Dataset excerpts
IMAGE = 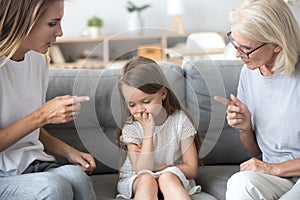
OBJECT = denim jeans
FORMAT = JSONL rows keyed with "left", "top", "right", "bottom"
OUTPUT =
{"left": 0, "top": 162, "right": 96, "bottom": 200}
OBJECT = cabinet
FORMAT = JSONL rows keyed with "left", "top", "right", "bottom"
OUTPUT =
{"left": 49, "top": 31, "right": 189, "bottom": 69}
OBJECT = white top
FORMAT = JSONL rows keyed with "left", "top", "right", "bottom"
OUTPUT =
{"left": 0, "top": 51, "right": 55, "bottom": 177}
{"left": 117, "top": 110, "right": 201, "bottom": 199}
{"left": 237, "top": 61, "right": 300, "bottom": 164}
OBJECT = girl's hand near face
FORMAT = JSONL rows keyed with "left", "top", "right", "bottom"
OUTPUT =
{"left": 128, "top": 113, "right": 156, "bottom": 172}
{"left": 134, "top": 112, "right": 155, "bottom": 136}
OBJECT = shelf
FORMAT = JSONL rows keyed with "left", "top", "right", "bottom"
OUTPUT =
{"left": 49, "top": 59, "right": 130, "bottom": 70}
{"left": 49, "top": 31, "right": 225, "bottom": 69}
{"left": 55, "top": 32, "right": 189, "bottom": 43}
{"left": 55, "top": 36, "right": 106, "bottom": 43}
{"left": 49, "top": 59, "right": 105, "bottom": 69}
{"left": 166, "top": 47, "right": 225, "bottom": 56}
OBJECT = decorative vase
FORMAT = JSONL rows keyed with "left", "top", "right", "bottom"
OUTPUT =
{"left": 89, "top": 26, "right": 101, "bottom": 38}
{"left": 128, "top": 12, "right": 143, "bottom": 34}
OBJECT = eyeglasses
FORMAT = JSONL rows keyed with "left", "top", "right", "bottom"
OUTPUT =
{"left": 226, "top": 31, "right": 267, "bottom": 59}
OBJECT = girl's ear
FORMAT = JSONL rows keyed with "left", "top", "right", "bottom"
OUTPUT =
{"left": 161, "top": 87, "right": 168, "bottom": 100}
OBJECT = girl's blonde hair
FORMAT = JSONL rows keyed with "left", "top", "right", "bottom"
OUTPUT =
{"left": 0, "top": 0, "right": 62, "bottom": 67}
{"left": 117, "top": 56, "right": 201, "bottom": 153}
{"left": 230, "top": 0, "right": 300, "bottom": 75}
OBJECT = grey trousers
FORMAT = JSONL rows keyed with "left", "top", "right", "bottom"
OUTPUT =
{"left": 226, "top": 171, "right": 300, "bottom": 200}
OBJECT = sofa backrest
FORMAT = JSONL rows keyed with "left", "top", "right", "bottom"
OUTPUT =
{"left": 183, "top": 60, "right": 252, "bottom": 165}
{"left": 45, "top": 61, "right": 185, "bottom": 175}
{"left": 45, "top": 60, "right": 252, "bottom": 174}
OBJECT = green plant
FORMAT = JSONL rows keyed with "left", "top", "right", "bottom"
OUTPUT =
{"left": 126, "top": 1, "right": 150, "bottom": 12}
{"left": 87, "top": 16, "right": 103, "bottom": 27}
{"left": 284, "top": 0, "right": 299, "bottom": 5}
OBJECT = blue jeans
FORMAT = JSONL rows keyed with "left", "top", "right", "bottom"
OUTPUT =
{"left": 0, "top": 163, "right": 96, "bottom": 200}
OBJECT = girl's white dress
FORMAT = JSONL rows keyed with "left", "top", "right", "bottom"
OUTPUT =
{"left": 116, "top": 111, "right": 201, "bottom": 199}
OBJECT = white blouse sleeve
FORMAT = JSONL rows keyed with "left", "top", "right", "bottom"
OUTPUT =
{"left": 120, "top": 123, "right": 142, "bottom": 145}
{"left": 181, "top": 115, "right": 197, "bottom": 141}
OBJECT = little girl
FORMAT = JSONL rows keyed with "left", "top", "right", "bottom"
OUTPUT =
{"left": 116, "top": 56, "right": 201, "bottom": 199}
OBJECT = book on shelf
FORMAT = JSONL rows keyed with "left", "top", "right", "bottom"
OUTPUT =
{"left": 49, "top": 45, "right": 65, "bottom": 64}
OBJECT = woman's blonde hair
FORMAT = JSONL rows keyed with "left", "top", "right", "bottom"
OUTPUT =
{"left": 0, "top": 0, "right": 62, "bottom": 67}
{"left": 230, "top": 0, "right": 300, "bottom": 75}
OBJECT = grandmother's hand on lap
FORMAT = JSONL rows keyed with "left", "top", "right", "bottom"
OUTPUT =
{"left": 240, "top": 158, "right": 277, "bottom": 176}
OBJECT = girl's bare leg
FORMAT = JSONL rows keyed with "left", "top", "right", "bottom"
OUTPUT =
{"left": 158, "top": 172, "right": 191, "bottom": 200}
{"left": 133, "top": 174, "right": 159, "bottom": 200}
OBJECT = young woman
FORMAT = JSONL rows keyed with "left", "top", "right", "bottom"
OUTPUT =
{"left": 0, "top": 0, "right": 96, "bottom": 199}
{"left": 116, "top": 56, "right": 201, "bottom": 200}
{"left": 215, "top": 0, "right": 300, "bottom": 199}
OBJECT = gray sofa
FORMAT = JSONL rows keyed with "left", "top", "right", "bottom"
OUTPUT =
{"left": 44, "top": 60, "right": 252, "bottom": 200}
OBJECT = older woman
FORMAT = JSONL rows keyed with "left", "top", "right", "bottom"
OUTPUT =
{"left": 215, "top": 0, "right": 300, "bottom": 199}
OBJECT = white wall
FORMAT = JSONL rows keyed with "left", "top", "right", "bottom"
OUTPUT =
{"left": 289, "top": 4, "right": 300, "bottom": 22}
{"left": 62, "top": 1, "right": 300, "bottom": 38}
{"left": 62, "top": 0, "right": 241, "bottom": 37}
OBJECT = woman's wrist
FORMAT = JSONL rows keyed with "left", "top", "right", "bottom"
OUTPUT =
{"left": 33, "top": 107, "right": 48, "bottom": 127}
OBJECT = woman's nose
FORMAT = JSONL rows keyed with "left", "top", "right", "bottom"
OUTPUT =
{"left": 55, "top": 23, "right": 63, "bottom": 37}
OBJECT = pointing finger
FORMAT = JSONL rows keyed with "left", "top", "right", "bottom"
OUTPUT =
{"left": 214, "top": 96, "right": 233, "bottom": 106}
{"left": 73, "top": 96, "right": 90, "bottom": 104}
{"left": 230, "top": 94, "right": 243, "bottom": 106}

Exercise
Would you return all of the entries unchanged while omitting the images?

The completed task
IMAGE = 
OBJECT = denim jeans
FORMAT = JSONL rows keyed with "left", "top", "right", "bottom"
OUTPUT =
{"left": 0, "top": 162, "right": 96, "bottom": 200}
OBJECT = cabinet
FORMAT = JSONL rows keyed with "left", "top", "right", "bottom"
OUTPUT =
{"left": 49, "top": 31, "right": 189, "bottom": 69}
OBJECT = white top
FORMAT = JSONL rows keyed with "left", "top", "right", "bottom"
OUTPUT =
{"left": 0, "top": 51, "right": 55, "bottom": 177}
{"left": 117, "top": 110, "right": 201, "bottom": 199}
{"left": 237, "top": 61, "right": 300, "bottom": 164}
OBJECT = girl's hand near face
FORMAT = JSONL rows keyed with "left", "top", "right", "bottom"
OUTPUT =
{"left": 128, "top": 113, "right": 156, "bottom": 172}
{"left": 134, "top": 112, "right": 155, "bottom": 136}
OBJECT = shelf
FORMAT = JSONL rows keyed with "left", "top", "right", "bottom"
OUTPUT =
{"left": 49, "top": 59, "right": 130, "bottom": 70}
{"left": 49, "top": 31, "right": 225, "bottom": 69}
{"left": 55, "top": 32, "right": 189, "bottom": 43}
{"left": 55, "top": 36, "right": 106, "bottom": 43}
{"left": 49, "top": 59, "right": 105, "bottom": 69}
{"left": 166, "top": 47, "right": 225, "bottom": 56}
OBJECT = decorative vase
FORMAT = JSONL rows keyed with "left", "top", "right", "bottom"
OUTPUT =
{"left": 89, "top": 26, "right": 101, "bottom": 38}
{"left": 128, "top": 12, "right": 143, "bottom": 34}
OBJECT = eyeglasses
FORMAT = JSONL rows keyed with "left", "top", "right", "bottom"
OUTPUT =
{"left": 226, "top": 31, "right": 267, "bottom": 59}
OBJECT = girl's ear
FORMAT = JSONL rows keyed with "left", "top", "right", "bottom"
OUTPUT =
{"left": 161, "top": 87, "right": 168, "bottom": 100}
OBJECT = girl's blonde hair
FORMAT = JSONL rows keyed with "left", "top", "right", "bottom"
OUTPUT =
{"left": 0, "top": 0, "right": 62, "bottom": 67}
{"left": 117, "top": 56, "right": 201, "bottom": 153}
{"left": 230, "top": 0, "right": 300, "bottom": 75}
OBJECT = grey trousers
FORMAT = JSONL rows keyed with "left", "top", "right", "bottom"
OUTPUT =
{"left": 226, "top": 171, "right": 300, "bottom": 200}
OBJECT = sofa backrest
FORMAT = JSONL rows keyed with "left", "top", "right", "bottom"
OUTPUT =
{"left": 183, "top": 60, "right": 252, "bottom": 165}
{"left": 45, "top": 61, "right": 185, "bottom": 175}
{"left": 45, "top": 60, "right": 252, "bottom": 174}
OBJECT = green plant
FORMAT = JSONL rows keyed with "left", "top", "right", "bottom"
OUTPUT =
{"left": 126, "top": 1, "right": 150, "bottom": 12}
{"left": 87, "top": 16, "right": 103, "bottom": 27}
{"left": 284, "top": 0, "right": 299, "bottom": 5}
OBJECT = blue jeans
FORMAT = JSONL rows keyed with "left", "top", "right", "bottom"
OUTPUT =
{"left": 0, "top": 163, "right": 96, "bottom": 200}
OBJECT = girl's white dress
FORMAT = JSONL rows keyed with "left", "top", "right", "bottom"
OUTPUT =
{"left": 116, "top": 111, "right": 201, "bottom": 199}
OBJECT = white blouse sleeve
FORMAT = JSONL rows keyed with "left", "top", "right", "bottom"
OUTPUT =
{"left": 120, "top": 123, "right": 142, "bottom": 145}
{"left": 181, "top": 115, "right": 197, "bottom": 141}
OBJECT = little girl
FORMAT = JSONL rows keyed with "left", "top", "right", "bottom"
OUTPUT =
{"left": 116, "top": 56, "right": 201, "bottom": 199}
OBJECT = book on shelf
FORMAT = JSONL rows keyed with "left", "top", "right", "bottom"
OUTPUT =
{"left": 49, "top": 45, "right": 65, "bottom": 64}
OBJECT = woman's blonde hair
FORMAT = JSONL rows keyed with "left", "top", "right", "bottom"
OUTPUT =
{"left": 0, "top": 0, "right": 62, "bottom": 67}
{"left": 230, "top": 0, "right": 300, "bottom": 75}
OBJECT = grandmother's hand on lap
FORMAT = JSONL rows keyed with "left", "top", "right", "bottom"
OUTPUT =
{"left": 240, "top": 158, "right": 277, "bottom": 176}
OBJECT = girl's bare leg
FORMAT = JSONL rows keyed with "left", "top", "right", "bottom"
OUTPUT =
{"left": 158, "top": 172, "right": 191, "bottom": 200}
{"left": 133, "top": 174, "right": 159, "bottom": 200}
OBJECT = young woman
FORMAT = JSONL rows keyed with "left", "top", "right", "bottom"
OUTPUT =
{"left": 0, "top": 0, "right": 96, "bottom": 199}
{"left": 116, "top": 56, "right": 201, "bottom": 200}
{"left": 215, "top": 0, "right": 300, "bottom": 199}
OBJECT = gray sofa
FORMAT = JSONL rows keyed with "left", "top", "right", "bottom"
OUTPUT =
{"left": 44, "top": 60, "right": 252, "bottom": 200}
OBJECT = older woman
FORMAT = JSONL rows keyed with "left", "top", "right", "bottom"
OUTPUT =
{"left": 215, "top": 0, "right": 300, "bottom": 199}
OBJECT = white wall
FORMAT = JSONL rows keyed with "left", "top", "right", "bottom"
OUTPUT =
{"left": 289, "top": 4, "right": 300, "bottom": 22}
{"left": 62, "top": 1, "right": 300, "bottom": 38}
{"left": 62, "top": 0, "right": 241, "bottom": 37}
OBJECT = woman's wrist
FORMAT = JSONL rows keyed with "left", "top", "right", "bottom"
OUTPUT =
{"left": 33, "top": 107, "right": 48, "bottom": 127}
OBJECT = woman's nose
FORMAT = JSONL rows keyed with "left", "top", "right", "bottom"
OUTPUT =
{"left": 55, "top": 23, "right": 63, "bottom": 37}
OBJECT = pointing finger
FORMAT = JSONL rows keyed with "left", "top", "right", "bottom"
OUTPUT =
{"left": 214, "top": 96, "right": 233, "bottom": 106}
{"left": 73, "top": 96, "right": 90, "bottom": 104}
{"left": 230, "top": 94, "right": 243, "bottom": 106}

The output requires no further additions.